Problem to solve:
Repeat the En'en no Shōbōtai series information below word for word, in full.

* Begin Page extract *

- First tankōbon volume cover, featuring Shinra Kusakabe

炎炎ノ消防隊 (En'en no Shōbōtai)
- Genre: Adventure; Dark fantasy; Science fantasy;
- Written by: Atsushi Ohkubo
- Published by: Kodansha
- English publisher: NA: Kodansha USA;
- Imprint: Shōnen Magazine Comics
- Magazine: Weekly Shōnen Magazine
- Original run: September 23, 2015 – February 22, 2022
- Volumes: 34 (List of volumes)
- Directed by: Yuki Yase (S1); Tatsuma Minamikawa (S2–3);
- Produced by: Hiroshi Kamei; Chiho Tochikura (S1–2); Du Yi (S1–2); Rina Shinoda (#1–14); Chris Han (#1–14); Maya Fujino (#15–48); Emiko Iijima (#15–48); Hayato Kanno (S3); Yoshiyuki Shioya (S3); Nobuhiko Kurosu (S3); Daijirou Morita (S3);
- Written by: Yamato Haishima (S1); Tatsuma Minamikawa (S2); Sei Tsuguta (S3);
- Music by: Kenichiro Suehiro
- Studio: David Production
- Licensed by: Crunchyroll
- Original network: JNN (MBS, TBS) (S1); MBS, TBS, BS-TBS (S2–3); HBC, tbc, TUF, BSN, RCC, tys, itv, RKB, RBC, MRT, SBC, OBS (S2); CBC, SBS, NBC (S3);
- English network: SEA: Aniplus Asia; US: Adult Swim (Toonami);
- Original run: July 6, 2019 – April 4, 2026
- Episodes: 73 (List of episodes)

* End Page extract *
* Begin Stored data *

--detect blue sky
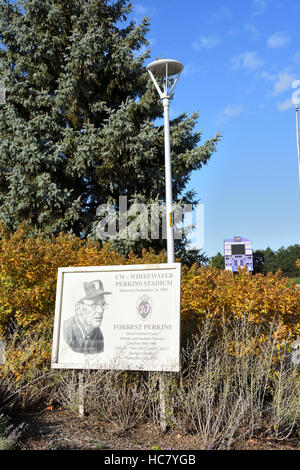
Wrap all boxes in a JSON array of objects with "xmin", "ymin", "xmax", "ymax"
[{"xmin": 133, "ymin": 0, "xmax": 300, "ymax": 256}]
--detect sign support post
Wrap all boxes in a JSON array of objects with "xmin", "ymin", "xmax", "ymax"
[{"xmin": 147, "ymin": 59, "xmax": 183, "ymax": 432}]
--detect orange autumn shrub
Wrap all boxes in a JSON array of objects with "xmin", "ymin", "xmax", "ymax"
[
  {"xmin": 0, "ymin": 225, "xmax": 125, "ymax": 334},
  {"xmin": 0, "ymin": 226, "xmax": 300, "ymax": 380},
  {"xmin": 181, "ymin": 267, "xmax": 300, "ymax": 339}
]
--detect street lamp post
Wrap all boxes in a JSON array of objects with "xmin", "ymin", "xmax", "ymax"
[
  {"xmin": 296, "ymin": 104, "xmax": 300, "ymax": 193},
  {"xmin": 147, "ymin": 59, "xmax": 183, "ymax": 263}
]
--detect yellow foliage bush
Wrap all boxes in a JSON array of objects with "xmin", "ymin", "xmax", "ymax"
[
  {"xmin": 0, "ymin": 226, "xmax": 300, "ymax": 378},
  {"xmin": 181, "ymin": 266, "xmax": 300, "ymax": 339},
  {"xmin": 0, "ymin": 225, "xmax": 125, "ymax": 334}
]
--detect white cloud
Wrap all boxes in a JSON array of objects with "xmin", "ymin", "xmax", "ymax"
[
  {"xmin": 231, "ymin": 52, "xmax": 263, "ymax": 70},
  {"xmin": 208, "ymin": 6, "xmax": 232, "ymax": 23},
  {"xmin": 218, "ymin": 104, "xmax": 244, "ymax": 123},
  {"xmin": 252, "ymin": 0, "xmax": 267, "ymax": 15},
  {"xmin": 267, "ymin": 31, "xmax": 291, "ymax": 49},
  {"xmin": 277, "ymin": 98, "xmax": 293, "ymax": 112},
  {"xmin": 271, "ymin": 70, "xmax": 296, "ymax": 96},
  {"xmin": 244, "ymin": 24, "xmax": 259, "ymax": 39},
  {"xmin": 193, "ymin": 34, "xmax": 220, "ymax": 50},
  {"xmin": 293, "ymin": 52, "xmax": 300, "ymax": 65}
]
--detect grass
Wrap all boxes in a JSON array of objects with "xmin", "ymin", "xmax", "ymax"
[{"xmin": 0, "ymin": 317, "xmax": 300, "ymax": 449}]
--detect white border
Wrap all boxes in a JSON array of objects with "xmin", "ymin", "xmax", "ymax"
[{"xmin": 51, "ymin": 263, "xmax": 181, "ymax": 372}]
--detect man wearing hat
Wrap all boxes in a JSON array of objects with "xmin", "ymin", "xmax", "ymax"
[{"xmin": 63, "ymin": 280, "xmax": 111, "ymax": 354}]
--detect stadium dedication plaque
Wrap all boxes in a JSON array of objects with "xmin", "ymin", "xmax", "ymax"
[{"xmin": 52, "ymin": 263, "xmax": 181, "ymax": 372}]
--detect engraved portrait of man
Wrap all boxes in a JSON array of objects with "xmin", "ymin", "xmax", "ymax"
[{"xmin": 63, "ymin": 279, "xmax": 111, "ymax": 354}]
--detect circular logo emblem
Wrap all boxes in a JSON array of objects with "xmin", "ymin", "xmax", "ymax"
[{"xmin": 137, "ymin": 295, "xmax": 152, "ymax": 320}]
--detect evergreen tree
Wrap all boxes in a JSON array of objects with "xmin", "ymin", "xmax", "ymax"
[{"xmin": 0, "ymin": 0, "xmax": 220, "ymax": 258}]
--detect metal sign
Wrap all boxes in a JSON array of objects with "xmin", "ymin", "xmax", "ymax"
[
  {"xmin": 0, "ymin": 80, "xmax": 6, "ymax": 104},
  {"xmin": 52, "ymin": 263, "xmax": 181, "ymax": 372}
]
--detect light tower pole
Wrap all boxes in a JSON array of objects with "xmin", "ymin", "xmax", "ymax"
[
  {"xmin": 296, "ymin": 104, "xmax": 300, "ymax": 189},
  {"xmin": 147, "ymin": 59, "xmax": 183, "ymax": 263}
]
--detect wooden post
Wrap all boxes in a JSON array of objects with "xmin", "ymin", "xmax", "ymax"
[
  {"xmin": 78, "ymin": 370, "xmax": 85, "ymax": 418},
  {"xmin": 158, "ymin": 372, "xmax": 167, "ymax": 432}
]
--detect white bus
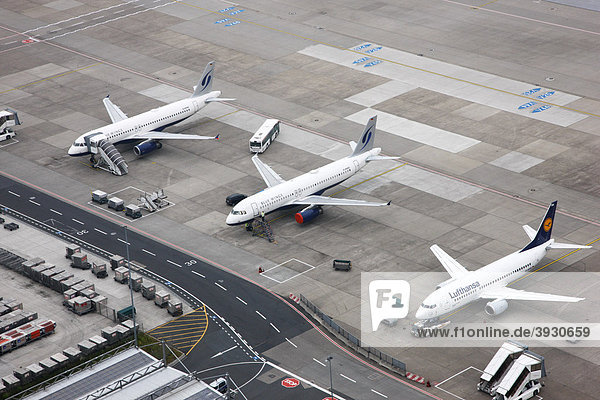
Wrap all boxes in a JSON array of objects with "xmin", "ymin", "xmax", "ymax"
[{"xmin": 250, "ymin": 119, "xmax": 279, "ymax": 153}]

* End Stored data *

Answer to the exercise:
- First tankōbon volume cover, featuring Shinra Kusakabe

炎炎ノ消防隊 (En'en no Shōbōtai)
- Genre: Adventure; Dark fantasy; Science fantasy;
- Written by: Atsushi Ohkubo
- Published by: Kodansha
- English publisher: NA: Kodansha USA;
- Imprint: Shōnen Magazine Comics
- Magazine: Weekly Shōnen Magazine
- Original run: September 23, 2015 – February 22, 2022
- Volumes: 34 (List of volumes)
- Directed by: Yuki Yase (S1); Tatsuma Minamikawa (S2–3);
- Produced by: Hiroshi Kamei; Chiho Tochikura (S1–2); Du Yi (S1–2); Rina Shinoda (#1–14); Chris Han (#1–14); Maya Fujino (#15–48); Emiko Iijima (#15–48); Hayato Kanno (S3); Yoshiyuki Shioya (S3); Nobuhiko Kurosu (S3); Daijirou Morita (S3);
- Written by: Yamato Haishima (S1); Tatsuma Minamikawa (S2); Sei Tsuguta (S3);
- Music by: Kenichiro Suehiro
- Studio: David Production
- Licensed by: Crunchyroll
- Original network: JNN (MBS, TBS) (S1); MBS, TBS, BS-TBS (S2–3); HBC, tbc, TUF, BSN, RCC, tys, itv, RKB, RBC, MRT, SBC, OBS (S2); CBC, SBS, NBC (S3);
- English network: SEA: Aniplus Asia; US: Adult Swim (Toonami);
- Original run: July 6, 2019 – April 4, 2026
- Episodes: 73 (List of episodes)